### Required work
Rewrite every line of the items below with "Spot" replaced by "Find" and everything else unchanged. Leave the pictures out.

### Given records
>>>>
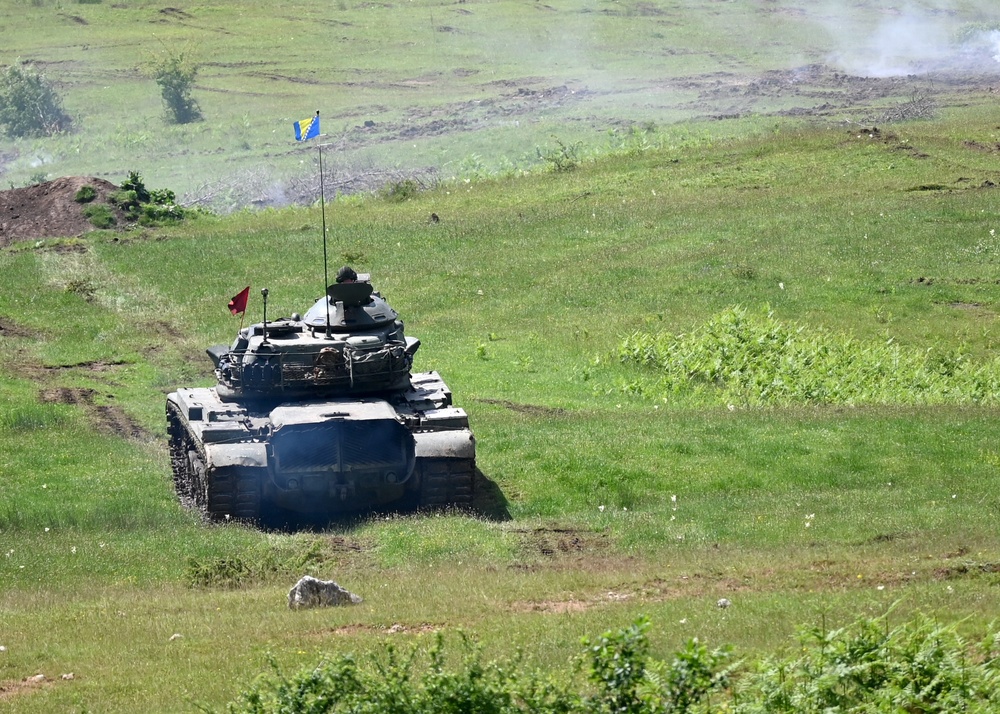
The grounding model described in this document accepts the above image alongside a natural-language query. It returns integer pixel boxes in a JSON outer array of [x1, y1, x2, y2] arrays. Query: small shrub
[[152, 52, 202, 124], [108, 171, 188, 226], [382, 179, 420, 203], [73, 184, 97, 203], [0, 64, 73, 139], [83, 203, 118, 228], [63, 279, 96, 302], [536, 137, 583, 172]]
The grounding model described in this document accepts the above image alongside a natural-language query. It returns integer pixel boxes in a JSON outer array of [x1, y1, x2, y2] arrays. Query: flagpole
[[316, 109, 330, 338]]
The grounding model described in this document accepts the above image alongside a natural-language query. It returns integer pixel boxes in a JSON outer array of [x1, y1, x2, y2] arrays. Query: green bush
[[152, 52, 202, 124], [108, 171, 188, 226], [223, 618, 728, 714], [0, 64, 72, 139], [73, 184, 97, 203], [618, 307, 1000, 406], [228, 618, 1000, 714], [381, 179, 420, 203], [83, 203, 118, 228]]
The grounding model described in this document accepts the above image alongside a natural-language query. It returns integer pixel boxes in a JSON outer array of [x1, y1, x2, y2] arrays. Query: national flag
[[293, 112, 319, 141], [229, 285, 250, 315]]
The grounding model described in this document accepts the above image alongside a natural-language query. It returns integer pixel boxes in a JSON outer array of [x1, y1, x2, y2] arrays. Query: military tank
[[167, 275, 476, 522]]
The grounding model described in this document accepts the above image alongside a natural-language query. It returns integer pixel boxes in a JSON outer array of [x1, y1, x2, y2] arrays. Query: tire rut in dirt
[[420, 459, 476, 510]]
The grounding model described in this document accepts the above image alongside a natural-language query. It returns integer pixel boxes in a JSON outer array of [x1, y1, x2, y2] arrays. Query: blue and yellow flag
[[293, 112, 319, 141]]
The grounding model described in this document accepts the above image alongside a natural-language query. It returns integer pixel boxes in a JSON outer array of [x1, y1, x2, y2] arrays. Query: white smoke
[[822, 0, 1000, 77]]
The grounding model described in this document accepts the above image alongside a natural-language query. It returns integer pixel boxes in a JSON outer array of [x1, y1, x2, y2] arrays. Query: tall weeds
[[617, 307, 1000, 406]]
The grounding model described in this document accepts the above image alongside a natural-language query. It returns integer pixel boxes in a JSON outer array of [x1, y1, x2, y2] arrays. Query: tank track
[[417, 458, 476, 510], [167, 403, 261, 522]]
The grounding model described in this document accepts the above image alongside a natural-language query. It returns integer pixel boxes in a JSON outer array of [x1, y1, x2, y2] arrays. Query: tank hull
[[167, 372, 476, 522]]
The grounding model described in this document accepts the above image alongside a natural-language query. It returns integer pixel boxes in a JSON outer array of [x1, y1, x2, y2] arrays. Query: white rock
[[288, 575, 361, 610]]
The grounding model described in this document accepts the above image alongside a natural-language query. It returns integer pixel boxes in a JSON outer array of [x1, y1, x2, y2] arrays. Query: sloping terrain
[[0, 176, 124, 248]]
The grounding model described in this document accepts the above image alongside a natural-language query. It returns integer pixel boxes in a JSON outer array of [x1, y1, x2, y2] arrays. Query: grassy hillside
[[0, 106, 1000, 712], [0, 0, 1000, 209]]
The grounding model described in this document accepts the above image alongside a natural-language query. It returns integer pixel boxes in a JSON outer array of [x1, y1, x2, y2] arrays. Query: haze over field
[[0, 0, 1000, 210]]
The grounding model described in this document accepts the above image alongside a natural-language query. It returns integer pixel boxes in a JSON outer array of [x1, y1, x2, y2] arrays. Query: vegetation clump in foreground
[[228, 618, 1000, 714], [0, 60, 73, 139], [618, 307, 1000, 406]]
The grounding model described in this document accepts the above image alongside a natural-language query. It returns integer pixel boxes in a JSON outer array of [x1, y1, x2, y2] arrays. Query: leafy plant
[[73, 184, 97, 203], [83, 203, 118, 228], [0, 59, 73, 138], [108, 171, 187, 225], [152, 52, 202, 124], [382, 179, 420, 203], [618, 307, 1000, 405], [536, 137, 583, 172]]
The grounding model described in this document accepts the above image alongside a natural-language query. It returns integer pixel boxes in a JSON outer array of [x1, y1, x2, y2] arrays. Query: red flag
[[229, 285, 250, 315]]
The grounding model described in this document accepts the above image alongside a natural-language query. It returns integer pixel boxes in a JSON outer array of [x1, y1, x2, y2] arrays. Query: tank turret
[[208, 276, 420, 399], [167, 271, 475, 522]]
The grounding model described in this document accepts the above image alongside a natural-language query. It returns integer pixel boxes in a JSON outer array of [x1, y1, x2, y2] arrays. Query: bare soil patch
[[0, 315, 37, 337], [39, 387, 151, 440], [0, 176, 126, 248]]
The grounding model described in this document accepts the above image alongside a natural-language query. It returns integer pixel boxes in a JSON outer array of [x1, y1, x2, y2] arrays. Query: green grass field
[[0, 2, 1000, 713]]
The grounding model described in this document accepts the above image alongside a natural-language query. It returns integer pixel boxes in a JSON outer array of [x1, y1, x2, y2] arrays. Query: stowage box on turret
[[167, 275, 476, 521]]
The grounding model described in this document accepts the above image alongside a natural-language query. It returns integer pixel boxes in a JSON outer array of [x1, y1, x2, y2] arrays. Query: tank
[[167, 275, 476, 522]]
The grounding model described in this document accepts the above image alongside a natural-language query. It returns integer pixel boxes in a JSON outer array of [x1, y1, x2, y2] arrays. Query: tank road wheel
[[417, 459, 476, 510], [167, 403, 261, 522], [167, 403, 205, 510], [206, 469, 261, 523]]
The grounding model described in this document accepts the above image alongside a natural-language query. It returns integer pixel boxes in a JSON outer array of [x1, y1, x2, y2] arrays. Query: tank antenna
[[260, 288, 267, 345], [316, 109, 330, 339]]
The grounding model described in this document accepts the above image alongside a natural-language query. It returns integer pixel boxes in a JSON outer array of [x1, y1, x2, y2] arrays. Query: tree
[[153, 52, 201, 124], [0, 64, 73, 138]]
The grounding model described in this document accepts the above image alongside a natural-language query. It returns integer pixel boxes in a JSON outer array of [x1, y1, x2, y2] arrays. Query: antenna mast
[[316, 109, 330, 338]]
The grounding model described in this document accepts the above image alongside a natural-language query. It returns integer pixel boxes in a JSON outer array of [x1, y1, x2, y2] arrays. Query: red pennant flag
[[229, 285, 250, 315]]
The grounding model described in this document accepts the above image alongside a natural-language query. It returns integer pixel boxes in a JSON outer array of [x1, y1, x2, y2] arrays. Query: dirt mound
[[0, 176, 125, 248]]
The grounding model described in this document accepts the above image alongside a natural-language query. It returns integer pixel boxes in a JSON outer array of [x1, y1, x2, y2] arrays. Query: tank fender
[[413, 429, 476, 459], [205, 442, 267, 468]]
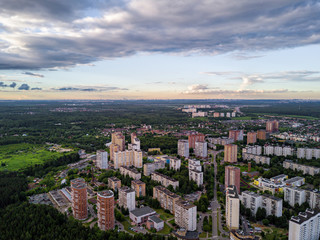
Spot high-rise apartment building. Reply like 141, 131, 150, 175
289, 209, 320, 240
224, 144, 238, 163
71, 178, 88, 220
178, 139, 189, 158
226, 185, 240, 230
174, 200, 197, 231
266, 120, 279, 133
247, 132, 257, 144
229, 130, 243, 142
119, 186, 136, 211
131, 180, 146, 197
224, 166, 240, 193
96, 150, 109, 169
188, 133, 204, 148
97, 190, 115, 231
257, 129, 267, 140
194, 141, 208, 158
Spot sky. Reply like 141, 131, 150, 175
0, 0, 320, 100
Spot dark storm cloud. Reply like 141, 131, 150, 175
0, 0, 320, 70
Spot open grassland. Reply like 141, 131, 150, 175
0, 143, 63, 171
<<<<
### Response
The grounding model described in this document accepts the above image alongside a natural-language query. It returns integer pixel boxes in a JSON outer array of [x1, y1, x2, y2] arrays. Query: small shrub
[[152, 52, 202, 124], [108, 171, 188, 226], [382, 179, 420, 203], [73, 184, 97, 203], [0, 64, 73, 139], [83, 203, 118, 228], [63, 279, 96, 302], [536, 137, 583, 172]]
The grounding model described in this document accepts the above image alongside a natural-language query. It returns integer pixel boxes in a JSON outer array of [x1, y1, x2, y2] arrays. Query: flagpole
[[316, 109, 330, 338]]
The grounding model described in this document accepts the above image alongside a natural-language query. It returns integer pixel boxes in a JSON outer array of [x1, y1, x2, y2] arrays. Query: green bush
[[152, 52, 202, 124], [108, 171, 188, 226], [223, 618, 728, 714], [0, 64, 72, 139], [73, 184, 97, 203], [618, 307, 1000, 406], [228, 618, 1000, 714], [381, 179, 420, 203], [83, 203, 118, 228]]
The grounding model described in this document accepts the above image alongside a natural-language query. It returns integer pixel boxes in a JSON outer array of [x1, y1, x2, y2] arrays. Query: national flag
[[293, 112, 319, 141], [229, 285, 250, 315]]
The grounding model described in this document accepts the above image alongside a natural-language query. It returns integer pixel boxes in a JSON outer array of [x1, y1, x2, y2] arrays. Query: military tank
[[167, 275, 476, 522]]
The grounding model described in this document accepts the above image alongside a natural-language query. It returns integer pixel boxes in a JSON outer array of [x1, y1, x2, y2] arrays. Query: tire rut in dirt
[[420, 459, 476, 510]]
The grounding model described in this document accepts the above image alongside a natural-language query. It returns integer pixel boxes in a JSON outer array of [x1, y1, x2, y2] arrays. Query: blue and yellow flag
[[293, 112, 319, 141]]
The grounding model described in this document accepts the above image alongside a natural-language query. It returns integer pixel boxes in a JSON outer array of [x1, y1, x2, y2] arrays. Query: white smoke
[[822, 0, 1000, 77]]
The grounding model described in this document accepts the above image alongside a natural-language query. It returns integer pixel boxes in a JSON outer array of [x1, y1, x2, y2] arrays. Query: tall weeds
[[617, 307, 1000, 406]]
The grounding model described in this document accepts the above image alongside a natural-language query. It returns integer pixel boxes in a JSON outer array of [x1, y1, x2, y2] arrays. Query: tank track
[[417, 458, 476, 510], [167, 403, 261, 522]]
The grounding model described in this document accepts the above image alongside a natural-language query. It returns integer pixel boxes in a JSON outer array of [x1, y1, x2, y2] arrays. Query: tank hull
[[167, 372, 476, 522]]
The grounding model described in this document accepts the above image alongside a natural-language query. It returns integer pixel boxes in a JSON outer array of [x1, y1, x2, y2] arrays. Query: white rock
[[288, 575, 361, 610]]
The grounding model described in this document accepts the above image alongside a natural-language query. It returns integer pixel boxes in a JSON outer array of [x1, y1, x2, y2] arrays. Query: sloping terrain
[[0, 176, 124, 248]]
The grounding model described in this document accepts the above image alongside a natural-language query. It returns integer pixel boxes in a JSON outer array of [x1, y1, x2, y2] arrays. Query: grassy hillside
[[0, 106, 1000, 712], [0, 0, 1000, 209]]
The grounding model described in this document accepts the above image alongside a natural-language query. It returns integer pixel boxes in a JSON outer array of [x1, y1, x2, y2] arrays. Query: haze over field
[[0, 0, 1000, 210]]
The grounding model described in this document accepts the above image alongside a natural-language query. It returns integer pixel boxes in a JSON outer array of [x1, y1, x2, y2] arrays. Query: vegetation clump in foreground
[[228, 618, 1000, 714], [0, 60, 73, 139], [618, 307, 1000, 406]]
The grounding model described in this document accepts the above image alongside a natural-language query. It returns integer pixel boxes in a JSON outer array of [x1, y1, x2, y2] arrays. Query: leafy plant
[[73, 184, 97, 203], [83, 203, 118, 228], [0, 59, 73, 138], [108, 171, 187, 225], [152, 52, 202, 124], [382, 179, 420, 203], [618, 307, 1000, 405], [536, 137, 583, 172]]
The grounding model described in this document accepts the above image alongside a natural-language query. It returns integer pixel boxes in a JSON outer array of [x1, y1, x2, y2] arrays. Query: red flag
[[229, 285, 250, 315]]
The grounding model described in this document accepts the above image alongside a natural-language query. It returns integer pixel boxes in a JSON outer array of [x1, y1, x2, y2] arrays. Query: tank turret
[[208, 276, 420, 399], [167, 271, 475, 522]]
The grounding model described in this document accepts the above image alongside a natural-language query. It returns integer pixel boxes in a JSON outer array of [x1, y1, x2, y2] arrays. Query: bare soil patch
[[0, 315, 37, 337], [39, 387, 151, 440], [0, 176, 126, 248]]
The grounding model described in this document accepts the above image alongside a natural-language query. It returns integer pixel boxes in a JSON outer array of [x1, y1, x2, y2] arrays. Query: green grass field
[[0, 2, 1000, 713]]
The grounding model described in this document accepts the above image alongside a natural-language query. It returns integer pixel boxes in a JSON outer array of [x1, y1, x2, y2] arrays. Query: stowage box on turret
[[167, 275, 476, 521]]
The grounding model described in this document accepts the above image alongside a natural-language query. It returns integer pixel boxes in a JSON outer array of [x1, y1, x2, y2] arrays. Query: tank
[[167, 275, 476, 522]]
The grounding model described in this document accepts the above image alongside a natural-language query. It returns integer pixel boxes in a JSON outer array of [x1, y1, x2, y2] arrays. Query: tank road wheel
[[417, 459, 476, 510], [167, 403, 261, 522], [167, 403, 205, 510], [206, 469, 261, 523]]
The grounding model described in this document accepts the above image alongside a natural-language query. It returns integer pixel boxes in a JSON outer array of [x1, y1, x2, y2] arrays. Query: tank antenna
[[260, 288, 267, 345], [316, 109, 330, 339]]
The grounding model described in this document accepts the above image alongside a natural-language query. It returns integer pixel boxes in a JSON outer array of [x1, y1, x2, y2] arrays. Query: tree
[[153, 52, 201, 124], [0, 64, 73, 138]]
The grounding model described in this document accepts the above image alongside a natural-language query. It returns integer pixel boxes in a JSON outer array of [x1, y1, x2, y2] arrays. Query: antenna mast
[[316, 109, 330, 338]]
The grounding model described in this document accepts the above image alongside a natural-language query. It returns integer pixel boxes in a JSON outer array of [x1, y1, x2, y2] arrays. Query: red pennant flag
[[229, 285, 250, 315]]
The grounding model described in this document accepts the above image alongside a natural-language query. It returns integer pixel boxes in a JSON outer array of [x1, y1, x2, y2] arrays. Query: dirt mound
[[0, 176, 125, 248]]
The grounding model described in this document accepts the above image alongside a natural-language query. It returns integer pixel boxes in a JSON outer array of [x1, y1, x2, y2] arrays. Query: tank fender
[[413, 429, 476, 459], [205, 442, 267, 468]]
Find high-rise apartment building. Reply like 141, 131, 150, 175
289, 209, 320, 240
224, 144, 238, 163
71, 178, 88, 220
178, 139, 189, 158
226, 185, 240, 230
174, 200, 197, 231
266, 120, 279, 133
247, 132, 257, 144
229, 130, 243, 142
119, 186, 136, 211
131, 180, 146, 197
224, 166, 240, 193
96, 150, 109, 169
188, 133, 204, 148
97, 190, 115, 231
257, 129, 267, 140
194, 141, 208, 158
Find sky. Reply like 141, 131, 150, 175
0, 0, 320, 100
Find dark storm cloud. Reply like 141, 131, 150, 175
0, 0, 320, 70
Find open grassland. Reply like 141, 131, 150, 175
0, 143, 63, 171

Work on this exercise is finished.